Stem cell research funded $7m to prevent joint deformity, enable cartilage regeneration and improve care
Researchers are on a mission to develop novel cartilage-based stem cell therapies that will change the way we care for people living with painful joint disease, such as osteoarthritis, and facial disfigurement.
Professor Peter Choong, Associate Dean Innovation and Enterprise.
Announced today by Minister for Health and Aged Care Mark Butler, almost $7 million has been awarded through Medical Research Future Fund (MRFF) to the project, ARISTOCRAT.
Led by University of Melbourne Professor Peter Choong, who is also Associate Dean of Innovation and Enterprise at the University’s Faculty of Medicine, Dentistry and Health Sciences, researchers also hope to simplify processes to bring these treatments into hospitals so that clinicians can treat conditions more quickly, with fewer complications than before.
“Cartilage holds an important role in the body, lining the surface of our joints. Because of this, cartilage loss is far-reaching, leading to pain, deformity and loss of function,” Professor Choong said.
“Osteoarthritis is one of the top 10 contributors to the global burden of disease, affecting more than two million Australians, while Microtia – an absent or poorly formed ear – affects one in 2000 newborns and can lead to hearing loss, speech, and literacy delays.
“Our research will change the way these conditions are treated, using patents’ own stem cells to restore damaged or absent cartilage and minimise the number of operations required, and overall time spent in hospital.”

[Saved entries]
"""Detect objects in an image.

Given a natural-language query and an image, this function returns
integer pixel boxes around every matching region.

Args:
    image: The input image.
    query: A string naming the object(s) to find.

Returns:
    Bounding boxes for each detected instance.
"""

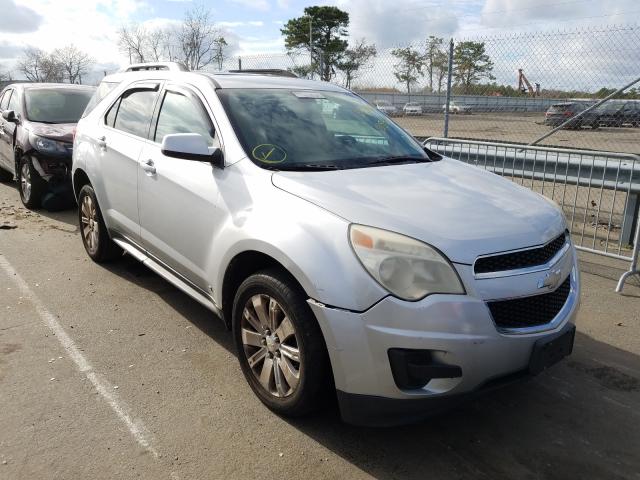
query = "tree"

| Work to be completed |
Continue the news release on cartilage stem cell research, picking up after its final sentence. The rows stand apart from the news release on cartilage stem cell research and are not connected to it.

| Written reply |
The research team includes experts from La Trobe University, St Vincent’s Hospital Melbourne, University of Wollongong, University of Sydney, Swinburne University of Technology, Royal Prince Alfred Hospital, Monash University, RMIT and the University of Toronto.
University of Melbourne Dean of Medicine, Dentistry and Health Sciences Professor Jane Gunn, welcomed the announcement as a major boost to Australia’s stem cell research and regenerative medicine.
“This funding will allow researchers to develop new therapies to improve the lives of Australians living with musculoskeletal disorders and facial disfigurement,” Professor Gunn said.
“The ARISTOCRAT project demonstrates the future of healthcare – an innovative approach that brings together clinicians, consumers and scientists to improve treatment. I extend my congratulations to Professor Choong and the broader research team.”